> **Aufgabe A**
Prüfe für jede Aussage, ob sie zum folgenden Text über Bionik passt, und antworte mit Ja oder Nein samt den Wörtern aus dem Text, die das entscheiden, genau zitiert.
(i) Über Bionik in der Bordnetzentwicklung wurde schon viel geschrieben.
(ii) Bionik als Methode wird in vier Schritte eingeteilt.
(iii) Bei der Bionik werden Wirkmechanismen aus der Natur auf technische Problemlösungen übertragen.

Die Bionik ist im Innovationsprozess einiger Branchen bereits etabliert, aber im Kontext der Bordnetzentwicklung war bislang wenig darüber zu lesen. Jedoch müssen Fahrzeuge angesichts der zunehmenden Zahl an Fahrerassistenzsystemen und im Hinblick auf das automatisierte Fahren künftig in der Lage sein, eine Vielzahl an Pfaden zur Informations- und Leistungsübertragung effizient zu koordinieren. Insofern lohnt sich heute mehr denn je ein Blick auf erprobte Mechanismen und Strukturen der Natur: Sinnvolle Redundanzen bei Energieversorgung, Kommunikation und Funktionsabsicherung stellen sicher, dass das Gesamtsystem auch bei Störungen funktionsfähig bleibt.
Der Begriff „Bionik“ beschreibt allgemein die Übertragung von Phänomenen beziehungsweise Wirkmechanismen aus der Natur auf technische Problemlösungen. Die Einordnung von Bionik reicht von der Wissenschaftsdisziplin über einen Entwicklungsprozess bis hin zur Kreativitätstechnik. Eine gerade in den Ingenieurwissenschaften gängige Verwendung entspricht der Bionik im Rahmen der Vorentwicklung zur Generierung von Produktideen. Dabei ist die Durchführung der Bionik als Methode in die vier Schritte Ziel festlegen, Vorbilder suchen, Analyse der gefundenen Systeme und Übertragbarkeit prüfen eingeteilt.

> **Daten zur Aufgabe**
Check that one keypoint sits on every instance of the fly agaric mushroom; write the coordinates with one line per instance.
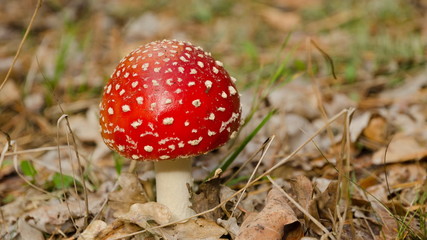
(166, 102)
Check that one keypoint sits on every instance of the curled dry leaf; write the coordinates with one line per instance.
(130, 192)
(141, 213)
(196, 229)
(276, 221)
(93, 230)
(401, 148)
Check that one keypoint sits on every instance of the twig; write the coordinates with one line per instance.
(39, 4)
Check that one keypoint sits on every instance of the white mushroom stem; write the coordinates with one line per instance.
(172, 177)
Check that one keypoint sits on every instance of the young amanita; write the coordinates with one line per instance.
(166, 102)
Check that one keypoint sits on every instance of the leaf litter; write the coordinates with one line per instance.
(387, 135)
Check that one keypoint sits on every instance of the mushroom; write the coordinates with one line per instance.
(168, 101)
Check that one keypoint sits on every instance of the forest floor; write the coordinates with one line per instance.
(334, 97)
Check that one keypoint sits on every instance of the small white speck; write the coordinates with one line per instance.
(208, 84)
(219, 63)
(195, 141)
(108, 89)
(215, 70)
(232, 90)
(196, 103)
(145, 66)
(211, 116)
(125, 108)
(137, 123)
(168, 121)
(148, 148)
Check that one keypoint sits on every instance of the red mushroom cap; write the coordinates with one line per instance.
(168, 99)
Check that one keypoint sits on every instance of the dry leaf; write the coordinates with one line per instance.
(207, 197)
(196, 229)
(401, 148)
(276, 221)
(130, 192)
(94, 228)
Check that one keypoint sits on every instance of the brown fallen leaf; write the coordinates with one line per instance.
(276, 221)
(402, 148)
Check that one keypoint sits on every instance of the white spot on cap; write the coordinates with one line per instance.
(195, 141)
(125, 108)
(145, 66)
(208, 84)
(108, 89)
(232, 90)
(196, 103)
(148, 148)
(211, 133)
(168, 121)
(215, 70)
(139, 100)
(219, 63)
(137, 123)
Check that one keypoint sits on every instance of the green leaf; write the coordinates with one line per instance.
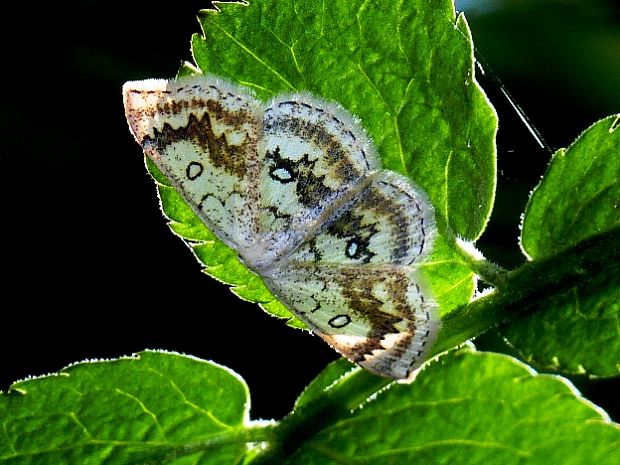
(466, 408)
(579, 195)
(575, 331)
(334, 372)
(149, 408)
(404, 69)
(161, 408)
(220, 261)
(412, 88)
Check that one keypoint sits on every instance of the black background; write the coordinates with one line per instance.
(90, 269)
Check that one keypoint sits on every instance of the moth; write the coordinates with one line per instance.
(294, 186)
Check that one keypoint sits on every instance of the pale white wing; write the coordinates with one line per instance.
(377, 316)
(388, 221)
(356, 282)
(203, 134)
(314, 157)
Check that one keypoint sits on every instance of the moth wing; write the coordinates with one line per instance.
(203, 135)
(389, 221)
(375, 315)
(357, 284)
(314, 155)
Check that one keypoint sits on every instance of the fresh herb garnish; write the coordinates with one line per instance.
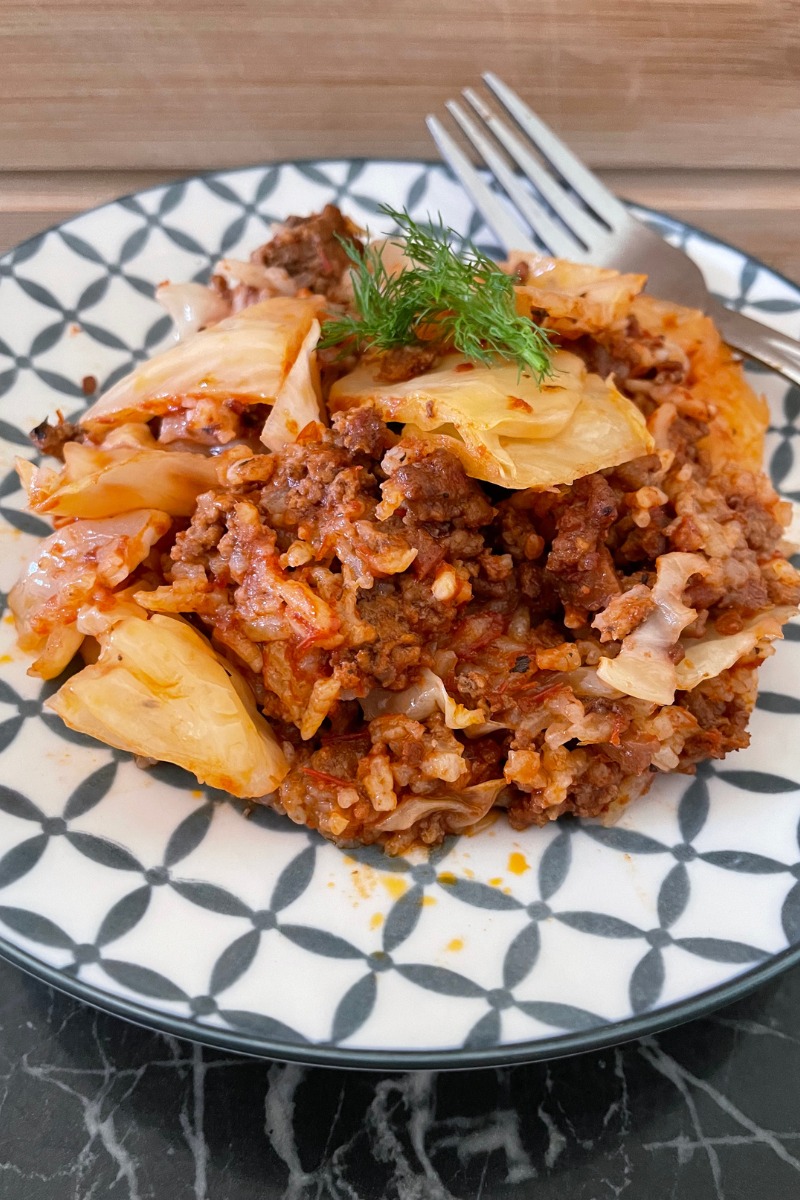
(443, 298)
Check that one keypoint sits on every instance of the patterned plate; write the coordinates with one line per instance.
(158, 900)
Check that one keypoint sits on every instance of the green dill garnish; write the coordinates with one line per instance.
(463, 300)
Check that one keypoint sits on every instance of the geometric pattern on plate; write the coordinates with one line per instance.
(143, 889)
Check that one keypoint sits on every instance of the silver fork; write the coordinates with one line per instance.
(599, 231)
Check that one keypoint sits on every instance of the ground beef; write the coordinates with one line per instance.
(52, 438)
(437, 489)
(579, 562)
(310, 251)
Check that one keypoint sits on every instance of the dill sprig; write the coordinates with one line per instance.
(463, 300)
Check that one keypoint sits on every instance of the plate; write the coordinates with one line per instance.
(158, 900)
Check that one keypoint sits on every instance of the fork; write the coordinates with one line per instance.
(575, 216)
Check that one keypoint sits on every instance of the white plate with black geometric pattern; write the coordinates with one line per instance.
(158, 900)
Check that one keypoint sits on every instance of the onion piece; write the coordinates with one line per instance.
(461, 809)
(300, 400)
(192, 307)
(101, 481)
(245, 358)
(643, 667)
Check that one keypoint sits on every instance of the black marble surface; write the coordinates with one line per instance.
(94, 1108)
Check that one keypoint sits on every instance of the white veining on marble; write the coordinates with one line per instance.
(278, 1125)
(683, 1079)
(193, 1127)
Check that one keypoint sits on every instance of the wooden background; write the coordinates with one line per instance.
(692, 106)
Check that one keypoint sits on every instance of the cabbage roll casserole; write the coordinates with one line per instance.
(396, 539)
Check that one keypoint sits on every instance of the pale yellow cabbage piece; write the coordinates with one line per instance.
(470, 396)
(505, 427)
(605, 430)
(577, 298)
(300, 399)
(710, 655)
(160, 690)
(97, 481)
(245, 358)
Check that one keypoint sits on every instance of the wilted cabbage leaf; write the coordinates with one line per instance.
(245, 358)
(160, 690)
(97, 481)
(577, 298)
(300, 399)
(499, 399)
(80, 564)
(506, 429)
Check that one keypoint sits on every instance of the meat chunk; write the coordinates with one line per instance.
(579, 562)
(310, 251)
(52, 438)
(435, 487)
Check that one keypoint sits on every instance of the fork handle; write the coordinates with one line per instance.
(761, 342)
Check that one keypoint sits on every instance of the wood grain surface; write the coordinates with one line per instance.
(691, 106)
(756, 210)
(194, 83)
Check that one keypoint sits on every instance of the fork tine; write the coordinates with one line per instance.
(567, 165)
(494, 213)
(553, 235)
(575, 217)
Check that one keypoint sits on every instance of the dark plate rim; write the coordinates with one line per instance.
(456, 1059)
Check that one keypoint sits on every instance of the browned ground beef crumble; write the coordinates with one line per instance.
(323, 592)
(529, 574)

---

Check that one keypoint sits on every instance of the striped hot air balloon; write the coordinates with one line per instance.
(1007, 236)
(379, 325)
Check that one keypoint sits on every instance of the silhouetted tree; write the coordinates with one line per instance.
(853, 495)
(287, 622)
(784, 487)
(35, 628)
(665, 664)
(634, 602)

> **Aufgabe B**
Finde in der Liste oben jede Zeile, in der das Wort „plate“ vorkommt, und schreib sie ab.

> **Lösung A**
(i) Nein: „im Kontext der Bordnetzentwicklung war bislang wenig darüber zu lesen“
(ii) Ja: „in die vier Schritte Ziel festlegen, Vorbilder suchen, Analyse der gefundenen Systeme und Übertragbarkeit prüfen eingeteilt“
(iii) Ja: „die Übertragung von Phänomenen beziehungsweise Wirkmechanismen aus der Natur auf technische Problemlösungen“

> **Lösung B**
Check that one keypoint sits on every instance of the patterned plate; write the coordinates with one line per instance.
Check that one keypoint sits on every instance of the geometric pattern on plate; write the coordinates with one line per instance.
Check that one keypoint sits on every instance of the plate; write the coordinates with one line per instance.
Check that one keypoint sits on every instance of the white plate with black geometric pattern; write the coordinates with one line per instance.
Check that one keypoint sits on every instance of the dark plate rim; write the coordinates with one line per instance.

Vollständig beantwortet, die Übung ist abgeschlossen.